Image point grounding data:
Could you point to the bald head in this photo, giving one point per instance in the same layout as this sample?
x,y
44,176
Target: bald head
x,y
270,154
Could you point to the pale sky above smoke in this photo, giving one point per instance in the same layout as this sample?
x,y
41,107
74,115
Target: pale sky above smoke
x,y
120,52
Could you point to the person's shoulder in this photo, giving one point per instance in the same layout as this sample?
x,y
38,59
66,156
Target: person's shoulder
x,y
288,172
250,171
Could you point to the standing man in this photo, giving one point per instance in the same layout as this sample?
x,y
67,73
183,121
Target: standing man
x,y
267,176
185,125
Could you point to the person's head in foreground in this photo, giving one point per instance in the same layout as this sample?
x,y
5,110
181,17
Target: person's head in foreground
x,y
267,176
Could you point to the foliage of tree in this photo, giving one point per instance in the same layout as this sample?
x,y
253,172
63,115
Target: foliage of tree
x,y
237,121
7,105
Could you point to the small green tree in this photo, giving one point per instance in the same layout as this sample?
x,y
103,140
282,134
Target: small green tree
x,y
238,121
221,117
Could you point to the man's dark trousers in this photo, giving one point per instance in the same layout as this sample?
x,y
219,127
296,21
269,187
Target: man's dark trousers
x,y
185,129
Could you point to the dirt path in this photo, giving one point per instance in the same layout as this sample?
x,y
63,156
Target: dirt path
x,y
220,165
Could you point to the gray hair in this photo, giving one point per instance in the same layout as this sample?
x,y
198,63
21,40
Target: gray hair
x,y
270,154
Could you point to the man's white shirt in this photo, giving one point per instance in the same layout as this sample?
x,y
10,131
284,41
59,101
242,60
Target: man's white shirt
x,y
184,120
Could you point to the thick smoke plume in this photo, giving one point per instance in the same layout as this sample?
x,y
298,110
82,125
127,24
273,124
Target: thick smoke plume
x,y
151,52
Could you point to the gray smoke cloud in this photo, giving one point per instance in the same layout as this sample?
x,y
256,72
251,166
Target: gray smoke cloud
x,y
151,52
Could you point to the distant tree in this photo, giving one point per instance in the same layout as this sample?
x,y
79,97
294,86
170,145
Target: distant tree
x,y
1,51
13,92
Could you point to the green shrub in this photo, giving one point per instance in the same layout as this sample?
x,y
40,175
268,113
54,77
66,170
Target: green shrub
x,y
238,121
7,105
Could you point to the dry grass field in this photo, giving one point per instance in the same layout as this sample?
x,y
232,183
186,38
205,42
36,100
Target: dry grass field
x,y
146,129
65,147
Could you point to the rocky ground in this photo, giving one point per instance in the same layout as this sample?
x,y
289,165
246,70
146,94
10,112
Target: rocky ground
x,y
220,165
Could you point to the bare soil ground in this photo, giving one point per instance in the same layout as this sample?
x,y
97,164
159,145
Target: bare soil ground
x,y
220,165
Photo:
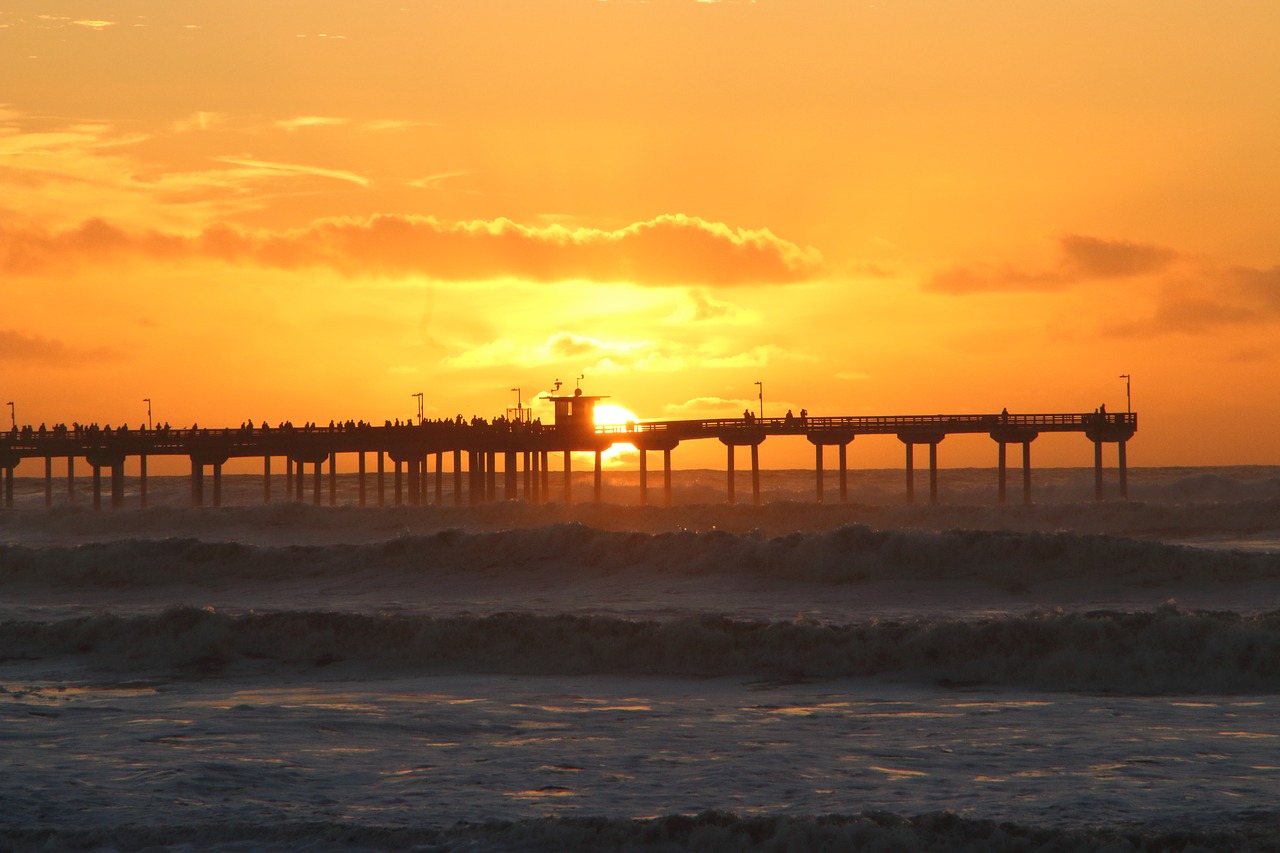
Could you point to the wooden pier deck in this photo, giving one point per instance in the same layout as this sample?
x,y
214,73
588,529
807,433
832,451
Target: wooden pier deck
x,y
525,450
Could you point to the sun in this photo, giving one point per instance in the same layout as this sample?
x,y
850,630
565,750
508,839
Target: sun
x,y
612,415
615,415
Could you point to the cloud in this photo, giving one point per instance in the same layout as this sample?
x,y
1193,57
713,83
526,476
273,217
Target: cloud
x,y
33,349
1091,258
1207,300
668,250
291,168
309,121
1082,260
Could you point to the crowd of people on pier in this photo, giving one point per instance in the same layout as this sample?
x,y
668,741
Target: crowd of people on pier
x,y
95,432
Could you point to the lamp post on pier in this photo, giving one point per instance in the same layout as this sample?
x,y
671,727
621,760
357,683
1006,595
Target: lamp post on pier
x,y
520,407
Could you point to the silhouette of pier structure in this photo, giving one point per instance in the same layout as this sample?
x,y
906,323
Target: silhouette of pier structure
x,y
525,451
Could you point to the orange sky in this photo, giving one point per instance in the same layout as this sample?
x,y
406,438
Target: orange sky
x,y
312,209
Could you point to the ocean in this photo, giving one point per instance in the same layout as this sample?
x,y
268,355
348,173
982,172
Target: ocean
x,y
1072,675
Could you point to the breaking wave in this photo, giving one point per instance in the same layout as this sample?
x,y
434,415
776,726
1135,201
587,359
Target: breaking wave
x,y
708,831
849,553
1161,651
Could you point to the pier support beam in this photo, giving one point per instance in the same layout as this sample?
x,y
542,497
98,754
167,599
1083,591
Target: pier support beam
x,y
415,487
817,469
360,478
197,483
568,479
1097,470
1027,473
755,474
644,477
1124,470
382,479
510,470
118,484
933,471
457,478
333,479
547,477
490,475
598,482
730,469
666,477
922,437
844,473
533,473
910,473
1005,436
439,478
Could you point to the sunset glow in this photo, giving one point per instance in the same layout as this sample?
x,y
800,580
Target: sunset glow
x,y
309,211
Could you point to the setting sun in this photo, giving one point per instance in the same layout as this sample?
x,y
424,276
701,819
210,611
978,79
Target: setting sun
x,y
615,415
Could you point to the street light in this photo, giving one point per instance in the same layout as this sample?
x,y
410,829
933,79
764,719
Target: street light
x,y
520,407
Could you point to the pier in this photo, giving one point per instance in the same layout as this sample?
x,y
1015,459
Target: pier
x,y
406,455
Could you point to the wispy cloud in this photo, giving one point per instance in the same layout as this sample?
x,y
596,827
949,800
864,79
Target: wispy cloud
x,y
293,168
35,349
664,251
437,181
302,122
1082,259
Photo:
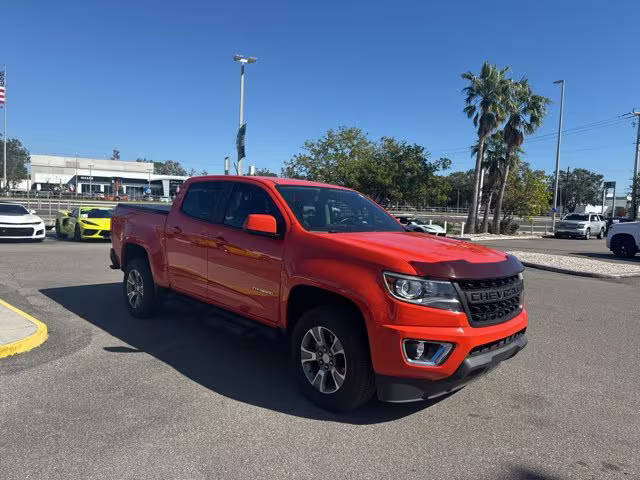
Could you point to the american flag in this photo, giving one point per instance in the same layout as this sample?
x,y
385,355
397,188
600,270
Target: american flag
x,y
2,89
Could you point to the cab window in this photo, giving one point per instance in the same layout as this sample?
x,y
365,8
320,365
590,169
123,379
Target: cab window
x,y
247,199
204,200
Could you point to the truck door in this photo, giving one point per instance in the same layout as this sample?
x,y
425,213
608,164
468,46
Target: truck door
x,y
188,229
244,270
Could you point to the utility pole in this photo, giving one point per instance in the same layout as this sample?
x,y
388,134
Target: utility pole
x,y
555,189
241,129
634,183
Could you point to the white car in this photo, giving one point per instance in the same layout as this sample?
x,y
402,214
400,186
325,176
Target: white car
x,y
623,239
16,222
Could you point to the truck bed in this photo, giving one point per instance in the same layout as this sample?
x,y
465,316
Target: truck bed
x,y
162,209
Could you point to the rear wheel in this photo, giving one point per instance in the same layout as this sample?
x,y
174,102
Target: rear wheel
x,y
624,247
139,288
330,358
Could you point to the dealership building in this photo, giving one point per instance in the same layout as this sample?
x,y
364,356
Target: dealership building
x,y
53,173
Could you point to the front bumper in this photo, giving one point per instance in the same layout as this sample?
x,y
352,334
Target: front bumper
x,y
401,389
570,233
22,232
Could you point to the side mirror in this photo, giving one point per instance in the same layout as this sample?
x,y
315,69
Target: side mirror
x,y
259,224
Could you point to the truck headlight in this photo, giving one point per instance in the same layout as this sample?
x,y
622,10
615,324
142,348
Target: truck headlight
x,y
430,293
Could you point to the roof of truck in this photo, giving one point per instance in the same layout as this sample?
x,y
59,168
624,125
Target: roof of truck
x,y
274,180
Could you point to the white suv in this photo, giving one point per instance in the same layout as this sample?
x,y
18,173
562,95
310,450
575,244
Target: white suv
x,y
582,225
624,239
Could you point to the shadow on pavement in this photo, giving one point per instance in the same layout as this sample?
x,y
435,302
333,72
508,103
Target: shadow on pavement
x,y
608,256
239,362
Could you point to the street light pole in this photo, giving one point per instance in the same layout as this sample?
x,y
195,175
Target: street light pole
x,y
90,179
555,189
634,183
243,61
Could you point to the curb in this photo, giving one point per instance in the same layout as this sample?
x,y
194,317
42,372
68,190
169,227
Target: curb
x,y
577,273
25,344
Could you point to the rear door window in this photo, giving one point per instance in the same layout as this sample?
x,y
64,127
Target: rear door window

What is being asked: Each entry above has to be set down again verbatim, except for its pictures.

Reply:
Could you point to the bald head in this photo, giving one point per instance in the same layout as this sample?
x,y
44,176
Target: bald head
x,y
270,154
Could you point to the pale sky above smoke in this photo, giving one point per instance in the same layout as this sample?
x,y
41,107
74,115
Target: pale sky above smoke
x,y
120,52
Could you point to the person's shoulder in this photo, giving one point per instance in the same layout as this sample?
x,y
38,59
66,156
Target: person's shoulder
x,y
288,172
250,171
Could you point to the standing man in this photo, giving one point per instance in the same layout as this sample?
x,y
67,73
183,121
Target: standing man
x,y
267,176
185,125
Could you point to the person's head in foreground in this photo, giving one point per instance in the same layout as this sample?
x,y
5,110
181,17
Target: person's head in foreground
x,y
267,176
Could you point to the foliage of tree in this photo, giving one point per instance in the same layout as this sample?
x,y
253,172
63,115
Target: foliage of tree
x,y
237,121
7,105
Could you point to the small green tree in this photo, giving one point per instance in the same layout as this sample?
x,y
103,140
282,134
Target: small green tree
x,y
238,121
221,117
Could you point to the man's dark trousers in this photo, giving one point per instance in the same layout as this sample?
x,y
219,127
296,21
269,187
Target: man's dark trousers
x,y
185,129
Could you point to the dirt path in this photo, giving one point per instance in the same layout as this sample?
x,y
63,156
Target: dirt path
x,y
220,165
Could you point to the gray hair in this photo, giving one point per instance in the same layout as this sample?
x,y
198,63
21,40
Target: gray hair
x,y
270,154
Could you point to the man's white shirt in this photo, giving one point per instance in the same layout as this sample?
x,y
10,131
284,41
59,101
242,60
Target: man's white shirt
x,y
184,120
Could you point to the thick smoke plume in this photo, giving one point per instance in the same layout as this sample?
x,y
298,110
82,125
127,24
273,124
Target: thick smoke plume
x,y
151,52
Could you point to the gray smoke cloud in this photo, giving one point per instance in the same layout as this sample?
x,y
256,72
251,166
Target: gray smoke cloud
x,y
151,52
Could you point to the distant tree in this photo, giving one point per instance in the same layout as this sample?
x,y
79,97
294,86
170,145
Target: distant tree
x,y
1,51
13,92
Could you point to the green shrub in this photo, giving one point per instance in the same layout as this sample?
x,y
40,175
268,113
54,77
66,170
Target: green shrub
x,y
238,121
7,105
Could you point to the dry grass field in this photo, giving one point per instance in the same layout as this sample?
x,y
232,183
186,38
205,42
36,100
Target: dry grass field
x,y
146,129
65,147
Could you point to the rocky ground in this photo, giving one point per instance in the same layout as this sample?
x,y
289,165
246,70
146,94
10,112
Target: rocky ground
x,y
220,165
Could you point to the bare soil ground in this photo, giving one point per instance in the same layout as this sample?
x,y
97,164
159,145
Target: bare soil ground
x,y
220,165
Photo:
Could you point to the wooden pier deck in this photo, giving one point per instance in the same layout as this sample?
x,y
214,73
588,529
807,433
832,451
Target: wooden pier deck
x,y
525,450
Could you point to the sun in this photo, giving one point per instance in the same layout as this sample?
x,y
850,630
565,750
508,839
Target: sun
x,y
612,415
615,415
Could you point to the cloud in this photo, giving one point per instance in the same layout as this sample?
x,y
1193,57
713,83
526,476
273,217
Target: cloud
x,y
33,349
1091,258
1207,300
668,250
291,168
309,121
1082,260
Could you point to the crowd of people on pier in this photo, giving one point per instance in the same layout as this sample?
x,y
668,741
Target: crowd of people on pier
x,y
95,432
Could you point to the lamp post on pier in this photo, giving one point per instance in the same layout as this sample?
x,y
671,727
621,760
357,683
1006,595
Target: lamp post on pier
x,y
520,407
Could you point to the silhouette of pier structure in this photo, giving one point per instance in the same layout as this sample?
x,y
906,323
Target: silhouette of pier structure
x,y
525,451
Could you point to the orange sky in this photo, giving one point per instance in the same layout as this sample?
x,y
406,438
Target: orange sky
x,y
312,209
Could you point to the ocean in this photo, giving one point per instance in the same layout as this sample?
x,y
268,355
348,173
982,172
Target: ocean
x,y
1072,675
Could you point to the breaking wave in this photo, giving one point per instance in the same layout as this sample?
x,y
434,415
776,726
1135,201
587,359
Target: breaking wave
x,y
708,831
849,553
1161,651
Could you point to the pier support beam in this photo, giving one point per instance in the same layout as this sample?
x,y
542,497
98,754
167,599
1083,591
Target: pier support beam
x,y
415,487
817,469
360,478
197,483
568,479
1097,470
1027,473
755,474
644,477
1124,470
382,479
510,470
118,484
933,471
457,478
333,479
547,477
490,475
598,482
730,469
666,477
922,437
844,473
533,473
910,473
1005,436
439,478
Could you point to the sunset glow in this photo, giving one point per instance in the same layout as this sample?
x,y
800,580
Target: sunset glow
x,y
309,211
Could you point to the setting sun in this photo, giving one point per instance in the same layout as this sample?
x,y
424,276
701,819
210,611
978,79
Target: setting sun
x,y
615,415
Could you point to the street light in this photo, giving one point per instance in the same layout as this sample?
x,y
410,829
933,79
764,719
Target: street light
x,y
520,407
Could you point to the pier in this photo, giving one point per instance in the same layout as this sample?
x,y
1015,459
Target: pier
x,y
406,455
Could you point to the wispy cloud in this photo, giving one point per instance in the same layout as this sample?
x,y
596,827
949,800
864,79
Target: wispy cloud
x,y
293,168
35,349
664,251
437,181
302,122
1082,259
Photo:
Could you point to the american flag in this photo, giving one point per instance in the same layout as this sample?
x,y
385,355
397,188
600,270
Target: american flag
x,y
2,89
Could you point to the cab window in this photo, giving one point per instance in the same layout as this sample?
x,y
365,8
320,365
590,169
123,379
Target: cab window
x,y
247,199
204,200
Could you point to the truck door in this photo, giving one point per instance in the same layout as this sample?
x,y
425,213
608,164
468,46
Target: truck door
x,y
188,229
244,270
Could you point to the utility pole in this photo, giving one point per instance in the same layout as this sample?
x,y
388,134
Target: utility pole
x,y
555,189
241,129
634,183
Could you point to the white car in this photo, giving one point per instance in the same layout as this sample?
x,y
402,214
400,186
325,176
Target: white car
x,y
623,239
16,222
Could you point to the truck bed in this photo, giving one point per instance in the same layout as this sample?
x,y
465,316
Target: truck bed
x,y
162,209
Could you point to the rear wheel in this photo, giving one point per instance in the same layout as this sample?
x,y
174,102
Target: rear wheel
x,y
624,247
139,288
330,358
Could you point to the dealership building in this photo, giving one point per instance in the same layout as this sample?
x,y
364,356
Target: dealership building
x,y
53,173
Could you point to the front bumper in this photo, giving one point per instance in the same layout as this sample?
x,y
352,334
Target: front bumper
x,y
401,389
570,233
22,232
Could you point to the side mirror in this photo, giving one point per instance in the same layout as this sample?
x,y
315,69
Target: side mirror
x,y
259,224
Could you point to the truck headlight in this photo, giving one point per instance in the same layout as this sample?
x,y
622,10
615,324
142,348
Target: truck headlight
x,y
430,293
Could you point to the roof of truck in this photo, giving one point per instance in the same layout as this sample?
x,y
59,168
624,125
Target: roof of truck
x,y
274,180
Could you point to the white suv in this photo, giving one point per instance in the same layout as this sample?
x,y
18,173
562,95
310,450
575,244
Target: white suv
x,y
582,225
624,239
Could you point to the shadow on pavement in this photo, giving one point per instance in the same layout as this sample?
x,y
435,302
333,72
508,103
Target: shadow on pavement
x,y
608,256
239,362
Could you point to the street light pole in this photo, giving one point per instance in the same layout as this sample?
x,y
195,175
Target: street light pole
x,y
90,179
555,189
634,183
243,61
Could you point to the curb in this photo, giving one point per instance in the same layout as this sample?
x,y
194,317
42,372
68,190
169,227
Target: curb
x,y
577,273
25,344
Could you point to the rear door window in this photo, giving one point per instance in the same layout as this sample?
x,y
64,127
Target: rear door window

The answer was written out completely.